§ **EXERCISE**:
Write out, exactly as they appear, only the lines running from the line with "Every instance of the storefront" to the final line of the listing; include both.

§ **DATA ENTRIES**:
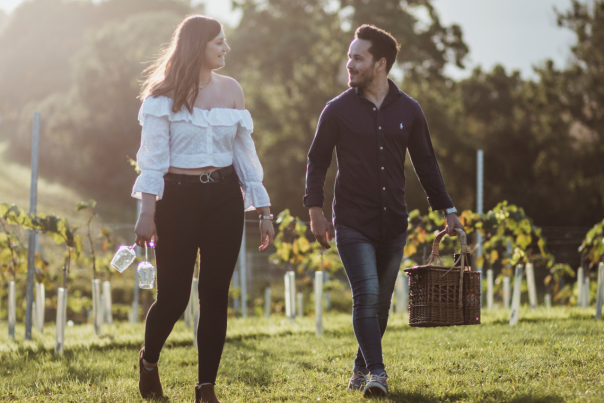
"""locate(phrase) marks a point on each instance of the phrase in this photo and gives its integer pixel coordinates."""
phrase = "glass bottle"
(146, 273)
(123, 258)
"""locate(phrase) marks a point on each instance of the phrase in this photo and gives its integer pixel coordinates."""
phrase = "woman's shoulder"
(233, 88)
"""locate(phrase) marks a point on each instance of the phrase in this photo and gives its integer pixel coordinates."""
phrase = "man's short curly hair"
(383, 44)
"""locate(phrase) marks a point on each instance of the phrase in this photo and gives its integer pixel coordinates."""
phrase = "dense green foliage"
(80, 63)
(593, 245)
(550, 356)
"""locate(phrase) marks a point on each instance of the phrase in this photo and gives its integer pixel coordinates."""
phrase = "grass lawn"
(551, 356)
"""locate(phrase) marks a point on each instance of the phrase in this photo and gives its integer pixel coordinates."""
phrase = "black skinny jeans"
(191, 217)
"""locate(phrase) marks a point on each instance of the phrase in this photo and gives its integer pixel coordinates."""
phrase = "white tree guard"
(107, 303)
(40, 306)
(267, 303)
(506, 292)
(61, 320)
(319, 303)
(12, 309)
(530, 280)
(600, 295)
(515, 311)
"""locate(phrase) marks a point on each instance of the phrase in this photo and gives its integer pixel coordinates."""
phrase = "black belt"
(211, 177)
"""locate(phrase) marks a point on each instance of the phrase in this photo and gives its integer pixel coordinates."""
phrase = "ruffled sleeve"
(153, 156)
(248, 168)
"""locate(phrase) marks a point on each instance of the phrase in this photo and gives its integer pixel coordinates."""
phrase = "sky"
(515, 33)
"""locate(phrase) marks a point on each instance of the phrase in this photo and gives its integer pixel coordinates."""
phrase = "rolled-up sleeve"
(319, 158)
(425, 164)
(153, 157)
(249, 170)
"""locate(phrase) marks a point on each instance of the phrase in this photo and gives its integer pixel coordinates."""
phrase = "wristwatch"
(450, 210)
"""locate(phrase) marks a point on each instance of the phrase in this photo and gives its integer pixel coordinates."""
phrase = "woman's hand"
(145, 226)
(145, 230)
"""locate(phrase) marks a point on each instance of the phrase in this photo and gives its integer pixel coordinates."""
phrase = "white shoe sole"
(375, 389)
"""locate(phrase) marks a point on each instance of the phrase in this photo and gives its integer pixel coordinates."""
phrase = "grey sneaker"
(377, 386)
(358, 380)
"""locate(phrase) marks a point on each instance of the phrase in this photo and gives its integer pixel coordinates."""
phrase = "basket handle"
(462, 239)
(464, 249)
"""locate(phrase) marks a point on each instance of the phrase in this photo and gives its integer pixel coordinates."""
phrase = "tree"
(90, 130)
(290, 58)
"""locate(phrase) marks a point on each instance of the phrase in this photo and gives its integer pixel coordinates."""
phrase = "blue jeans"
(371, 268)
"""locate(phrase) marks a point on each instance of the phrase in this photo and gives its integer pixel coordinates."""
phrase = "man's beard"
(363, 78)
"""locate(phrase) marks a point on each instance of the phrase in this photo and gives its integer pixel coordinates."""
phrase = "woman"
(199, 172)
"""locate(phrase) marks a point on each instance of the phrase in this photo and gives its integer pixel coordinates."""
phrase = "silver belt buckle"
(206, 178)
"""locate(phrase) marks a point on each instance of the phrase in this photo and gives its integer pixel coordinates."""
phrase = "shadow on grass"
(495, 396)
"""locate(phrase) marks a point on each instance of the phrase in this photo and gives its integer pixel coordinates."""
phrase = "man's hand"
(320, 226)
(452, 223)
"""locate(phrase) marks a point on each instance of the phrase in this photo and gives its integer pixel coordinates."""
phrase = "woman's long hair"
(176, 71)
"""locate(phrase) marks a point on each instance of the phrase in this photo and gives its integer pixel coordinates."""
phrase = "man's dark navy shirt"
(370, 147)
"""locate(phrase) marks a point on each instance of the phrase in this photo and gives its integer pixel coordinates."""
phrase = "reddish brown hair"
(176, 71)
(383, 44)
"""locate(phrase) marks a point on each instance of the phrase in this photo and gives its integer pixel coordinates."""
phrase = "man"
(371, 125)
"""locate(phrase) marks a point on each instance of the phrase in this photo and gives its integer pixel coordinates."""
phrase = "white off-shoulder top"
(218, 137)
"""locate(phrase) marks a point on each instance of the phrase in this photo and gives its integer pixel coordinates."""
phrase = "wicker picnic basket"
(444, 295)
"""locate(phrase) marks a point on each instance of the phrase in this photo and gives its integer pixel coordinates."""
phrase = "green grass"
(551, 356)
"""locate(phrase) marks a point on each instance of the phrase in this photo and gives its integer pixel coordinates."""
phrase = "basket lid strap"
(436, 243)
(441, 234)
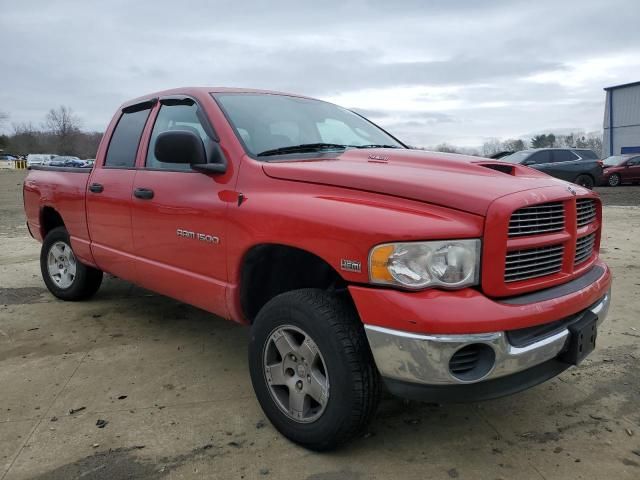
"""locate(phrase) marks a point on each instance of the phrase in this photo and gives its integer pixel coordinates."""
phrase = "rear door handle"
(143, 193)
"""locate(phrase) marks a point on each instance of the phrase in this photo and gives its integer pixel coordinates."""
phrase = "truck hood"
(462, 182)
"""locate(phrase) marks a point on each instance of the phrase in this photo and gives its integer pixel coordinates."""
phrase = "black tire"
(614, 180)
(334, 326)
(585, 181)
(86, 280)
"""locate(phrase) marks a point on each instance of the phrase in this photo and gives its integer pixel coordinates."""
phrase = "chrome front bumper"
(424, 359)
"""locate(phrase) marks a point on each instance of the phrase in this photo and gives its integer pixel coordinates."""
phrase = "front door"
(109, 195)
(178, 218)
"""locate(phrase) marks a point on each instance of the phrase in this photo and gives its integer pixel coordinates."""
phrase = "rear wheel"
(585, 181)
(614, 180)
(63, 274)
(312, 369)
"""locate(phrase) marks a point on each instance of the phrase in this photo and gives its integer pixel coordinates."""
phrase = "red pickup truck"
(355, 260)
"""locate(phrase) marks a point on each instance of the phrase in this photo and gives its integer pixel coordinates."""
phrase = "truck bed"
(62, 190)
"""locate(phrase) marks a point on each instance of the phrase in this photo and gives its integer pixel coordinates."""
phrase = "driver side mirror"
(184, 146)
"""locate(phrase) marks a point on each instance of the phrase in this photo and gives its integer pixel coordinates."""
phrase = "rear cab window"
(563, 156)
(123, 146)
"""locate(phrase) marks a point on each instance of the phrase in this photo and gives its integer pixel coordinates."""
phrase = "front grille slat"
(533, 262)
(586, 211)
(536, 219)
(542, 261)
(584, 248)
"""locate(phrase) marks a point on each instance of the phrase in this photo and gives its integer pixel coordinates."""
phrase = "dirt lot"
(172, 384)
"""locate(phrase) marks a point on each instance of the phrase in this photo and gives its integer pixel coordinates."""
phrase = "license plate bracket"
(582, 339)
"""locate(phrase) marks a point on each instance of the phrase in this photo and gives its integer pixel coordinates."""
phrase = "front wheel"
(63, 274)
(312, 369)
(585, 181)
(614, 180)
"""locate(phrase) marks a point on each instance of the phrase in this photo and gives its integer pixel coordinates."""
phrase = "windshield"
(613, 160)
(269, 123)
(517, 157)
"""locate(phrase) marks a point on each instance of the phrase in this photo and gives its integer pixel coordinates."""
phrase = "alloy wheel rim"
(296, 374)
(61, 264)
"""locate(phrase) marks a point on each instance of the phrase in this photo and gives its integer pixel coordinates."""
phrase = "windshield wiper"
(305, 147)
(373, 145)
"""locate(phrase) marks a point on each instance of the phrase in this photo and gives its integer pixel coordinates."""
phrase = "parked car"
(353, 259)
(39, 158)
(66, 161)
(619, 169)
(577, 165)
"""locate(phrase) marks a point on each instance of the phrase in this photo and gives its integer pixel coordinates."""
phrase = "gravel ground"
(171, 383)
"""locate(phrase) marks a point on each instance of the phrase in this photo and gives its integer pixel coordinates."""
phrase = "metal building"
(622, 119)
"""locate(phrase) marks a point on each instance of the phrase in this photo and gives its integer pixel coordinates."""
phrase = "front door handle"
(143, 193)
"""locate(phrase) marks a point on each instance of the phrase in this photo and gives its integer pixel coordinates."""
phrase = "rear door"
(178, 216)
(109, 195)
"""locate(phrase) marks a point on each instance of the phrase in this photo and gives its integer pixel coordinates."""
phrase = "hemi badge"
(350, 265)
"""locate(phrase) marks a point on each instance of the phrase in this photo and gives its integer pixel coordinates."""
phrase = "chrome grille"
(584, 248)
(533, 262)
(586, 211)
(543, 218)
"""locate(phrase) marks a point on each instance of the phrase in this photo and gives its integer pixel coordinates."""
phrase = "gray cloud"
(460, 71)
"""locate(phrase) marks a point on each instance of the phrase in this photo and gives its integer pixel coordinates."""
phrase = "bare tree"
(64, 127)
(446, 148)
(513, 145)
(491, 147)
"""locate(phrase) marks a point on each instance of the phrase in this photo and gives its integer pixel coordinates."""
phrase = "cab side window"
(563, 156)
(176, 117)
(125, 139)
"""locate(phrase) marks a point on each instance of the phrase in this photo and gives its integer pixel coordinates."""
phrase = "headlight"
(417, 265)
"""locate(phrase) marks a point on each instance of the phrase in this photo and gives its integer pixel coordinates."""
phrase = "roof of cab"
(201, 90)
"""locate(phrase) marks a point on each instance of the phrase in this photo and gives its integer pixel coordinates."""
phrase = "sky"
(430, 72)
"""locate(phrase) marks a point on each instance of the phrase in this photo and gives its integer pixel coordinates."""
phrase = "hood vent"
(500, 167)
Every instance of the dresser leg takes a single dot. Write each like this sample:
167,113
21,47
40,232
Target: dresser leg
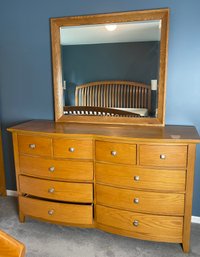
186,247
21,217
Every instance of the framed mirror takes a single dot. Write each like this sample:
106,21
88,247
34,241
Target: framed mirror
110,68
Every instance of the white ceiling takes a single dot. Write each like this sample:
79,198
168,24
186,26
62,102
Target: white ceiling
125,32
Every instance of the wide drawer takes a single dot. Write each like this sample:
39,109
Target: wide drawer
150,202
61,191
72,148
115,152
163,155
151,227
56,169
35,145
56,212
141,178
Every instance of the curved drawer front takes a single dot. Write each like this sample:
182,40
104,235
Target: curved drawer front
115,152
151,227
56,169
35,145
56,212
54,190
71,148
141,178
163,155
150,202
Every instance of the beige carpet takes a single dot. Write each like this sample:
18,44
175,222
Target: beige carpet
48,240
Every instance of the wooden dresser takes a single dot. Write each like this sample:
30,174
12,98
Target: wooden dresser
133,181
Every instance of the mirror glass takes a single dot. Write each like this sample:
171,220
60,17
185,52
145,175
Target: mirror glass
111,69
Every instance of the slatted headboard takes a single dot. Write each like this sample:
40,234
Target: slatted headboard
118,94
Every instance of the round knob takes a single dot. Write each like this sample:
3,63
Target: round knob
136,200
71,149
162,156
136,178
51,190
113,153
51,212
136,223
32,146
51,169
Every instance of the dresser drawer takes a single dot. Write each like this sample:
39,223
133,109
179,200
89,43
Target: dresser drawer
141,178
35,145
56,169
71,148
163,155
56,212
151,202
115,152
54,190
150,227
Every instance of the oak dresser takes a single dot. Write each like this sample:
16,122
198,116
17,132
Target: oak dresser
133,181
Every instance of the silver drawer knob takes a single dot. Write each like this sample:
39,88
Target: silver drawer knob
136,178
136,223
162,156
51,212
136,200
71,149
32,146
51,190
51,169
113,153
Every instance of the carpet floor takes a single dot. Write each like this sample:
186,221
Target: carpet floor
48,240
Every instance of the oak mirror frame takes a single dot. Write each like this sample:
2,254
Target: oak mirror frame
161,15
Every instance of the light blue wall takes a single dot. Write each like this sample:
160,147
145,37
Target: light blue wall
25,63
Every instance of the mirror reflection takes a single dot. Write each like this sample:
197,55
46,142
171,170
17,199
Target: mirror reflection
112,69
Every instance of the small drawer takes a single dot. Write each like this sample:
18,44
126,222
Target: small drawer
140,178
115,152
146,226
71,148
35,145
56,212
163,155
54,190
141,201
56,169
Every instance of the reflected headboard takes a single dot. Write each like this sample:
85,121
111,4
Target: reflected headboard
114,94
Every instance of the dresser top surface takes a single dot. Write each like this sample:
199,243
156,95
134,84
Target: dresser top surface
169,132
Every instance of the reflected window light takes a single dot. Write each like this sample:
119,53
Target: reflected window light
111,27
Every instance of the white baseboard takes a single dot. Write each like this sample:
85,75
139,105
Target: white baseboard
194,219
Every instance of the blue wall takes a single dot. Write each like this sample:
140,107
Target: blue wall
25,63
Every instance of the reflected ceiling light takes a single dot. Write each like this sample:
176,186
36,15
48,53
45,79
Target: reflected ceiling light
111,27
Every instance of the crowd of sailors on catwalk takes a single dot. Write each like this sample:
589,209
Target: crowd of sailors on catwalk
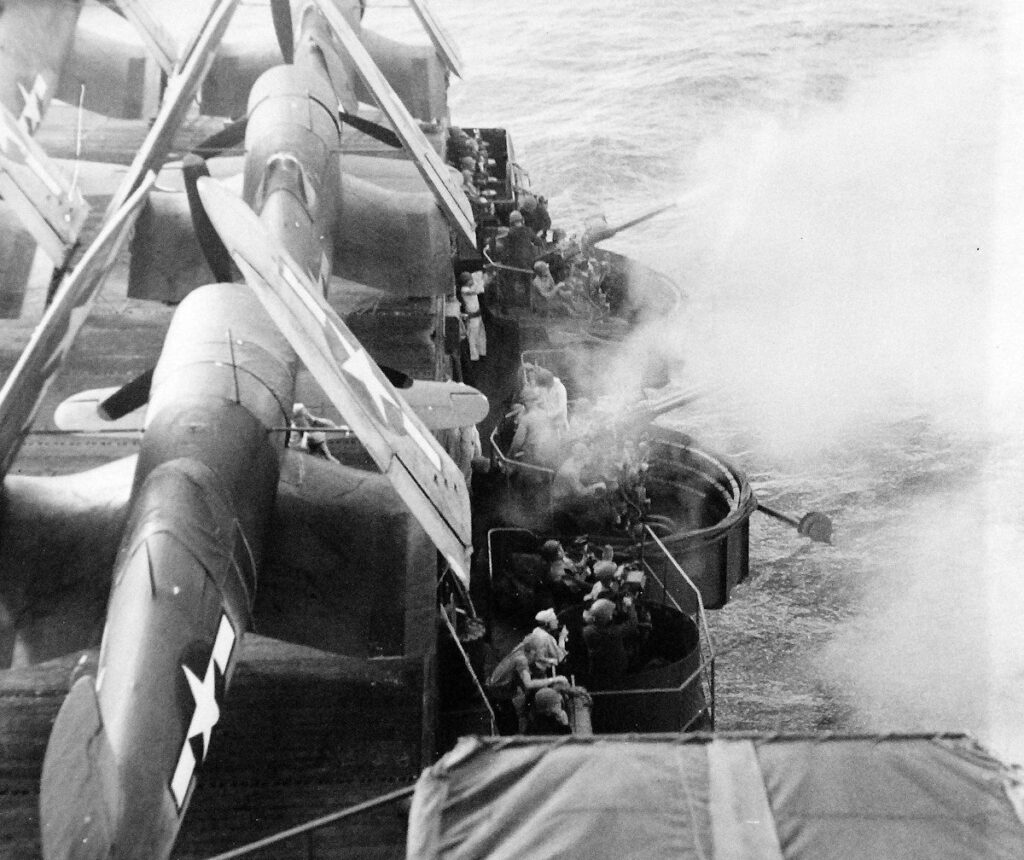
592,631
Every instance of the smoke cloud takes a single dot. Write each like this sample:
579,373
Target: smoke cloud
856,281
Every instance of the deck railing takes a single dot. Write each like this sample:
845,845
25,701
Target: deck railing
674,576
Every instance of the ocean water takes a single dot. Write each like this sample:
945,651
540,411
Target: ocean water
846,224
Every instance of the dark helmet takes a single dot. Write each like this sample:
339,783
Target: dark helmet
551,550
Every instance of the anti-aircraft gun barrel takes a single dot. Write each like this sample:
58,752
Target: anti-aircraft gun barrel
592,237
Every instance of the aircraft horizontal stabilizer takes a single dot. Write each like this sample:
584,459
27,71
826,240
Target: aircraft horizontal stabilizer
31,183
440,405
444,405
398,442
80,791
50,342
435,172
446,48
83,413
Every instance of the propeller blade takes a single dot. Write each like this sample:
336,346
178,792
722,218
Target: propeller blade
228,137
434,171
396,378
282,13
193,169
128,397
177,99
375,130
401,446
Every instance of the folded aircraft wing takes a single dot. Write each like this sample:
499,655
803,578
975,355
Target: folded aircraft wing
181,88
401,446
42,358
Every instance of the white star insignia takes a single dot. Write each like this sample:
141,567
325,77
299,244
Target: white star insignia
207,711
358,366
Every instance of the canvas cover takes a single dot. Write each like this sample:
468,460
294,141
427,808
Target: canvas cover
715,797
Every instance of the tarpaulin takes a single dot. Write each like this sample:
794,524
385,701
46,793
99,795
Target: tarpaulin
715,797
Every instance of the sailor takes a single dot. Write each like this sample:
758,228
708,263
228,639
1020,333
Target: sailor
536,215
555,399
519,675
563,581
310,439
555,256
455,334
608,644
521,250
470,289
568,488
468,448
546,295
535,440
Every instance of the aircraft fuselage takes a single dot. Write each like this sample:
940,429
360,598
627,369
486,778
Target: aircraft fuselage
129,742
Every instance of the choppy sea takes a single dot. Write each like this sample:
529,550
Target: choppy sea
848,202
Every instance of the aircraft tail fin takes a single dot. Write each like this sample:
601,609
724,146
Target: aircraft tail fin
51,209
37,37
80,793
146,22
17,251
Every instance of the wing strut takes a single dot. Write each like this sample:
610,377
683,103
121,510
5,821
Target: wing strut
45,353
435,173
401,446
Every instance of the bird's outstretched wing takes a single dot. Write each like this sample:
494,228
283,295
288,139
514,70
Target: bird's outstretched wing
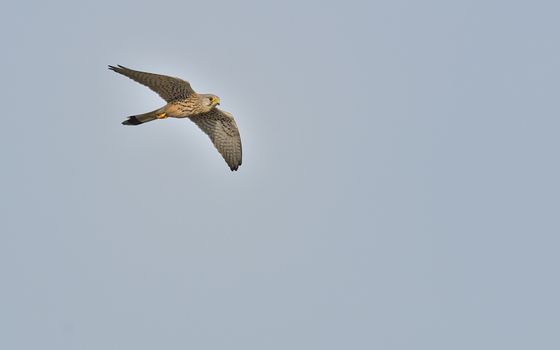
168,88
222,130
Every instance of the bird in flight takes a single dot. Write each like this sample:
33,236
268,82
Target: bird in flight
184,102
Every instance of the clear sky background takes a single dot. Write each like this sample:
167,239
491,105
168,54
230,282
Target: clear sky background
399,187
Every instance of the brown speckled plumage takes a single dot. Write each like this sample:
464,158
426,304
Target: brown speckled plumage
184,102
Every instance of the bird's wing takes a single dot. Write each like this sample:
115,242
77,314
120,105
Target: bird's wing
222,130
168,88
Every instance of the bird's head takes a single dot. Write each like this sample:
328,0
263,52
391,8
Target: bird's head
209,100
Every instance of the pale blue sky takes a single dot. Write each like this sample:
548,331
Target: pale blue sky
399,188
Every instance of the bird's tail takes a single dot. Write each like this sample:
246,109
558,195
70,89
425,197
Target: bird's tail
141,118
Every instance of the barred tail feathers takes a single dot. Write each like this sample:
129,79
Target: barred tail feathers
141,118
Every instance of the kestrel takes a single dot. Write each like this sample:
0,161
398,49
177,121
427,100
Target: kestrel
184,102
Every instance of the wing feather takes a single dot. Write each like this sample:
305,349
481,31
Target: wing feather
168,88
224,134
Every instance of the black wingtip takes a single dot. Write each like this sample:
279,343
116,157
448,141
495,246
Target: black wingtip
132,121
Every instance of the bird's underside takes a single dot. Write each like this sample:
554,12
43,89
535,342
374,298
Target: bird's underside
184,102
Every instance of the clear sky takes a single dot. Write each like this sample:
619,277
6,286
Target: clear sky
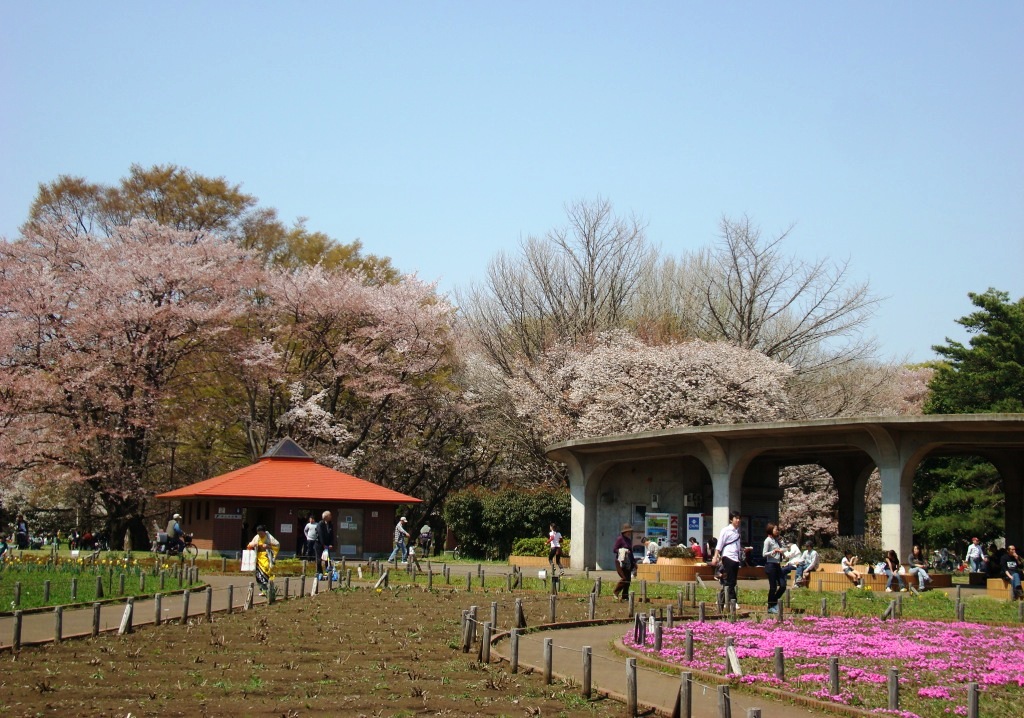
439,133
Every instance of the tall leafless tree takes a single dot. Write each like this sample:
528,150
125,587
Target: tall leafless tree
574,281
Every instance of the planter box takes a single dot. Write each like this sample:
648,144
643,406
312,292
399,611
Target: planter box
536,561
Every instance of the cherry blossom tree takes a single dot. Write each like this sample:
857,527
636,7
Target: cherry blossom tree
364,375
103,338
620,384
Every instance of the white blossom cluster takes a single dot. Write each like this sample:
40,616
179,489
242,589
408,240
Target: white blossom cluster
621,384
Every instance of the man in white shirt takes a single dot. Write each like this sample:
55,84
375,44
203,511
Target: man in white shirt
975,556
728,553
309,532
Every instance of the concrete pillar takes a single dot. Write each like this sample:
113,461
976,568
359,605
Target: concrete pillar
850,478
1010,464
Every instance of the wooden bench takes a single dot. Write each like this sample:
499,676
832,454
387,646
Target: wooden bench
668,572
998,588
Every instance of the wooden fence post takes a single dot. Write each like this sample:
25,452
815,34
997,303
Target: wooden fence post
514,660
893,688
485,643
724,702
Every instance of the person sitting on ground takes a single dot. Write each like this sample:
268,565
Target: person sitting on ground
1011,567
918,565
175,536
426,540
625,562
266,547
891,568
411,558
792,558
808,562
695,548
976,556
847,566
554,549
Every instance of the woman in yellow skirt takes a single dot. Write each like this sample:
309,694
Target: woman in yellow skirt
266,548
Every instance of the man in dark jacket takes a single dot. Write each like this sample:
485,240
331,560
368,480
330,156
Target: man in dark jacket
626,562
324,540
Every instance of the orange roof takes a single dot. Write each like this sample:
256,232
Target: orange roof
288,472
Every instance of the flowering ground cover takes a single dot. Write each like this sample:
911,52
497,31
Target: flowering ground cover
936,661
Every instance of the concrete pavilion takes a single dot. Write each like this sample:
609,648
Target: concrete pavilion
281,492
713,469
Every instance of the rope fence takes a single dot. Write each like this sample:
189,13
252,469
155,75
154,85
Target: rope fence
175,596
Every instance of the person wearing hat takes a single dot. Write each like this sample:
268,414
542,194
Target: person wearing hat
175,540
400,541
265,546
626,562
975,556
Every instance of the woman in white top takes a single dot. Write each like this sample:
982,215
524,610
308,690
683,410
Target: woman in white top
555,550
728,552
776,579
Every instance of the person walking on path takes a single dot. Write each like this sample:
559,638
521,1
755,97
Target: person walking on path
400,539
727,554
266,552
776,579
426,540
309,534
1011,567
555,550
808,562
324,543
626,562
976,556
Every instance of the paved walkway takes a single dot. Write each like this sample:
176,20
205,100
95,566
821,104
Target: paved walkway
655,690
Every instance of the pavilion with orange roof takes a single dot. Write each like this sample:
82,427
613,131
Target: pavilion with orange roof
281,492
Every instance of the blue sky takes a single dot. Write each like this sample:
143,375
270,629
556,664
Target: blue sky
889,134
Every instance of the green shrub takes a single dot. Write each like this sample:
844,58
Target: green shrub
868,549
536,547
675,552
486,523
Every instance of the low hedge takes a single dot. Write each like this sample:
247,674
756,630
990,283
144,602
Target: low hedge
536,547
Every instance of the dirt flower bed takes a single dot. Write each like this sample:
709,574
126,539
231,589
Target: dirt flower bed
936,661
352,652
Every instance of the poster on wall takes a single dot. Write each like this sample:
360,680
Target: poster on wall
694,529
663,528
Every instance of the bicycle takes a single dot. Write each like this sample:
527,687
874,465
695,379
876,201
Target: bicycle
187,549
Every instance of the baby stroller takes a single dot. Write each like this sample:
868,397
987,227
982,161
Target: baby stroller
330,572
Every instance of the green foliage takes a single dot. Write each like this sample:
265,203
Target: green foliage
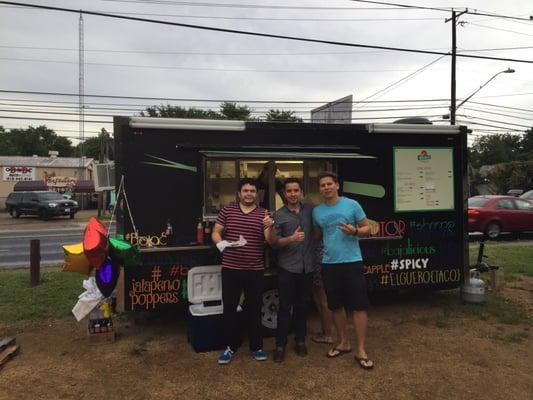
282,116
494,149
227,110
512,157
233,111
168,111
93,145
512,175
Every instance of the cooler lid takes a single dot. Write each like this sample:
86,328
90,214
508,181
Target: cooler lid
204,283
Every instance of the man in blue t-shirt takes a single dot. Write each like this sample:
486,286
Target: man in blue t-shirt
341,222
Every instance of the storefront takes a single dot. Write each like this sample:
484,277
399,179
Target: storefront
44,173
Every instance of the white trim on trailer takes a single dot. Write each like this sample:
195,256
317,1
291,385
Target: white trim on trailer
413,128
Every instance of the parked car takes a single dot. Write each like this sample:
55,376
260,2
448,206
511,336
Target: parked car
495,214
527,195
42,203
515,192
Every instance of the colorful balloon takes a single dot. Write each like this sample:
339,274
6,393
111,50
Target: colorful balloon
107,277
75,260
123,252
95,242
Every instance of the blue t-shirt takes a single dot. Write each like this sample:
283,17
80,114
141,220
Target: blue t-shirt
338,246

§ **SOLUTION TO THIS TASK**:
Every instance of the storefront takes a single dot. Write each like this sample:
484,277
399,179
Target: storefront
44,173
Every instance of the white trim on trailer takes a single dot. Write each like this sample:
195,256
317,1
291,385
Target: white trim on trailer
413,128
Every instance of the parked car takes a single dot. Write each like this sample:
55,376
260,2
448,206
511,336
Target: parked car
495,214
527,195
42,203
515,192
Every instance of the colorful balloon takes a single dot. Write each like this sample:
339,274
6,393
111,50
Target: colorful balloon
107,277
75,260
123,252
95,242
Every instance of the blue t-shirt takes a single dot. Write each like this sample:
283,17
80,114
141,220
Target: blue t-shirt
338,246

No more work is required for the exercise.